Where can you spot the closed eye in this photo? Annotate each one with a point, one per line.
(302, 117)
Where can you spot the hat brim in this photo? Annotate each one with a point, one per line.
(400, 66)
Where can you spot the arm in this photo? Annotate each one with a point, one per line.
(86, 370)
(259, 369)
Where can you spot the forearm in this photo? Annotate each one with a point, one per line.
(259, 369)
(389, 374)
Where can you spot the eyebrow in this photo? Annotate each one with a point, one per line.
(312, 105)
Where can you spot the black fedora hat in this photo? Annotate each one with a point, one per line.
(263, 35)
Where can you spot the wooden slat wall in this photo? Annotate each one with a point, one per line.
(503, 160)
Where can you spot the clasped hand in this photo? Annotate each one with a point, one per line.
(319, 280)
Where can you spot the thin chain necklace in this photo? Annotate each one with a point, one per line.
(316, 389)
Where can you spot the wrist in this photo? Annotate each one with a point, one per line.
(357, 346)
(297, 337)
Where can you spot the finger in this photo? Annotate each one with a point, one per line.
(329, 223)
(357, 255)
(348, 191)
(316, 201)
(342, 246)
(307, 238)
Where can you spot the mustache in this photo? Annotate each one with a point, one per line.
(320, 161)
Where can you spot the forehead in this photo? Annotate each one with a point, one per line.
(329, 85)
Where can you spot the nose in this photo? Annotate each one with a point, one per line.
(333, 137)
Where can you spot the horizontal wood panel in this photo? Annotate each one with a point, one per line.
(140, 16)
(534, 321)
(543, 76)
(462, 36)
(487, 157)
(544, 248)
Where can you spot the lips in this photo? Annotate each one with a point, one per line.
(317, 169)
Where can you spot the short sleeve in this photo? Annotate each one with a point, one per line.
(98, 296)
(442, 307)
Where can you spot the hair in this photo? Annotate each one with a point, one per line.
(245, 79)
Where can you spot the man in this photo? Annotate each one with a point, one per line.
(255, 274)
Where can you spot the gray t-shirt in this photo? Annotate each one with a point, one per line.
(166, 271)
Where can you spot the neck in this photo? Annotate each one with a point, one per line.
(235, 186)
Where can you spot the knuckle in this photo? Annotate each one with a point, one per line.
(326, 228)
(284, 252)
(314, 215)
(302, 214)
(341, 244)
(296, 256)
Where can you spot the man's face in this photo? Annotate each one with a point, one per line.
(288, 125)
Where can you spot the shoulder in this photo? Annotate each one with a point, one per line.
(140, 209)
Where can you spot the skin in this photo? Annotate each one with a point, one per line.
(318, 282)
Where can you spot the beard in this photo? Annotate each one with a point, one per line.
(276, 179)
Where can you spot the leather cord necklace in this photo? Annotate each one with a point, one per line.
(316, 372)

○ ○ ○ ○ ○ ○ ○

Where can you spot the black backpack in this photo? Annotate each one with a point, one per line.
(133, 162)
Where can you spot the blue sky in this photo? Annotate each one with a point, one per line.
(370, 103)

○ ○ ○ ○ ○ ○ ○

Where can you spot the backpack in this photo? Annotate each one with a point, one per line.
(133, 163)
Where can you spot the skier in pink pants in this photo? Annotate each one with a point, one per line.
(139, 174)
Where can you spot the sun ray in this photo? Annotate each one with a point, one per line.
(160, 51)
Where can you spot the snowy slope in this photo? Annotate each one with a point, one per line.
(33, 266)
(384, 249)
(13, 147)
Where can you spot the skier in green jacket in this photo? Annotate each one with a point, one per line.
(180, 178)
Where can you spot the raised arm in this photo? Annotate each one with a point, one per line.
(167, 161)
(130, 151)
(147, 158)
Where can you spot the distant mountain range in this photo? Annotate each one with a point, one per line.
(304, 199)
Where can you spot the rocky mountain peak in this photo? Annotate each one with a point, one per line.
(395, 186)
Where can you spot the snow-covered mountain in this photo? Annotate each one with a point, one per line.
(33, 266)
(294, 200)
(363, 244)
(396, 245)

○ ○ ○ ○ ○ ○ ○

[Your instructions] Pull out every line of the records above that contains the word "skier" and write each one down.

[The solution]
Where can you spot the skier in pink pants in this photo? Annotate each one with a point, one per line.
Where can you spot the skier in green jacket in this photo? Annotate each one with a point, one per line.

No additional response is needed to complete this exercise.